▶ TASK TO CARRY OUT
Set down the material exactly. Keep every line.

▶ AVAILABLE RECORDS

====

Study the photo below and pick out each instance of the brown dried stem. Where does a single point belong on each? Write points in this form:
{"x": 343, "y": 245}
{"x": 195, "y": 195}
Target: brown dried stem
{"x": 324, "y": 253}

====

▶ EXERCISE ANSWER
Study the photo below and pick out each instance of the brown dried stem. Where does a single point belong on each? Write points in this form:
{"x": 343, "y": 245}
{"x": 195, "y": 195}
Target: brown dried stem
{"x": 324, "y": 253}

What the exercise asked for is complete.